Work required:
Transcribe the listing verbatim. Do not carry over any pictures.

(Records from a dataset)
===============

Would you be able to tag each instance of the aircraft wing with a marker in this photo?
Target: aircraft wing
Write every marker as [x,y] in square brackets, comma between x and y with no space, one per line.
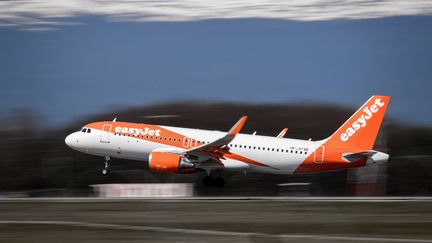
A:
[215,149]
[221,143]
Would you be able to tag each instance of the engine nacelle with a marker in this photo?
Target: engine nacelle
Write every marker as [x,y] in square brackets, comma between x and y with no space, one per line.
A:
[164,162]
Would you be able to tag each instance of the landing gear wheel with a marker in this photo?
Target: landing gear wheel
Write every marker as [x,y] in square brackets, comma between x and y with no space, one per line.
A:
[218,182]
[105,170]
[208,181]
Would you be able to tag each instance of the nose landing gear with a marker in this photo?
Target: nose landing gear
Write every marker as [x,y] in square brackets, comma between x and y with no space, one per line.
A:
[105,170]
[210,181]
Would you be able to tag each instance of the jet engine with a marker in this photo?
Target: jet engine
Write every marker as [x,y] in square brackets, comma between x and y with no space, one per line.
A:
[164,162]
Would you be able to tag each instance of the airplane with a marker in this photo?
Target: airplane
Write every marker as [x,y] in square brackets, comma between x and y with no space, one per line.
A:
[184,150]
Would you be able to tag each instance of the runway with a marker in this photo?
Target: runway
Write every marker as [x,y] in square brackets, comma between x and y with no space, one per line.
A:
[240,219]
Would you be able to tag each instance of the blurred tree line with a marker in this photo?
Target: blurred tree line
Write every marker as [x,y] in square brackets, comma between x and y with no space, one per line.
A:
[35,160]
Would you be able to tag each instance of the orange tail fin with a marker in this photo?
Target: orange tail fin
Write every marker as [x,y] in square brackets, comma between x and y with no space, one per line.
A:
[361,129]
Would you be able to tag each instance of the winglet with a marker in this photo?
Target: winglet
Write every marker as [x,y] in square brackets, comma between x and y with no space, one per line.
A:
[238,126]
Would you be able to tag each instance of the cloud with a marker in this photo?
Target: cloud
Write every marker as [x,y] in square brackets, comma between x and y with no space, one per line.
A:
[53,12]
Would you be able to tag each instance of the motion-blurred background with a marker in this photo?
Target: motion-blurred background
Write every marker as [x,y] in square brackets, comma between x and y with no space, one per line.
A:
[305,65]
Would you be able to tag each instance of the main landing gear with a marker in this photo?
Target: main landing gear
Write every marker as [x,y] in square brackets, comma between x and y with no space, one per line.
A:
[210,181]
[105,170]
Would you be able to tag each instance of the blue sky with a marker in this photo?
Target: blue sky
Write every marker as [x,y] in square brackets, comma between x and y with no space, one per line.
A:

===============

Written reply:
Would you be able to tag each instance of the aircraft wing with a marker in this photo?
Target: aircraft wing
Write every marker as [x,y] in square brackets, comma between x and y with no space, one per line.
A:
[215,149]
[221,143]
Would you be able to tag each instance of the engine nacelle with a marker in this photo?
Target: engine nacelle
Write every marker as [x,y] in square brackets, comma between x and y with no space, one per line.
A:
[164,162]
Would you be able to tag each instance of the landing gear wheel with a marker in this photo?
Target: landing gear wheel
Write every marker as [x,y] in square brackets, comma between x and y with no space, one per line.
A:
[218,182]
[105,170]
[208,181]
Would you be able to tag each instance of the nose landing gear with a marker in this photo?
Target: nose landing gear
Write every marker as [x,y] in square brackets, comma between x and y with no space, one per line.
A:
[105,170]
[210,181]
Would you be able to tag each instance of the jet engine with a marker in this photo?
Target: jet engine
Write every marker as [x,y] in square brackets, comma between x and y with no space, one per line.
A:
[164,162]
Would you be able to tag each instance of the airplane with a marker in this photo?
Target: airplane
Write every marker as [x,y] in square brackets, comma between x and y with no space, one per line.
A:
[184,150]
Would you be able to tag each instance of the runway with a marker in this photo?
Target: runway
Write every marker as [x,y] in square brackets, comma between x and y with no space, one per line.
A:
[240,219]
Would you be able to tag each instance of the blurred tree line with a marker in this photo?
Target: blurred tree line
Write every marker as [x,y] in square brackets, comma between x and y with no space, one per line.
A:
[35,160]
Would you be able to tag each instance of the orange tail fin with a marker in this photo?
Target: orange tail fin
Write every marker as [x,y] in square brackets, comma between x and y with no space, one per line.
A:
[361,129]
Would you be able to tag each instance of the winglet with a marker in this photo?
Target: winglet
Write every marker as [x,y] in square brackets, comma between x and y with no space, one per line.
A:
[238,126]
Would you be able to tag each instance of the cloud with a marker in this photo?
Target: cloud
Write every marker as [x,y] in square brackets, comma between x and y with no space, one per line.
A:
[53,12]
Would you be able to tag each instance of the motion-blurred background with a marker in this photo?
Target: motion-blurred background
Write every marker as [x,y] in square brackets, comma between x and y with no space, one per line.
A:
[305,65]
Would you be able to tag each instance of the main landing gear with a marker in this photo?
Target: main landing gear
Write every marker as [x,y] in square brackets, comma between x and y with no space, one per line.
A:
[210,181]
[105,170]
Would you be able to tag each instance of the blue sky with a marker in this photo?
Target: blue sky
Write every marker as [x,y] in square brackets, comma between x and y with no space, one per line.
A:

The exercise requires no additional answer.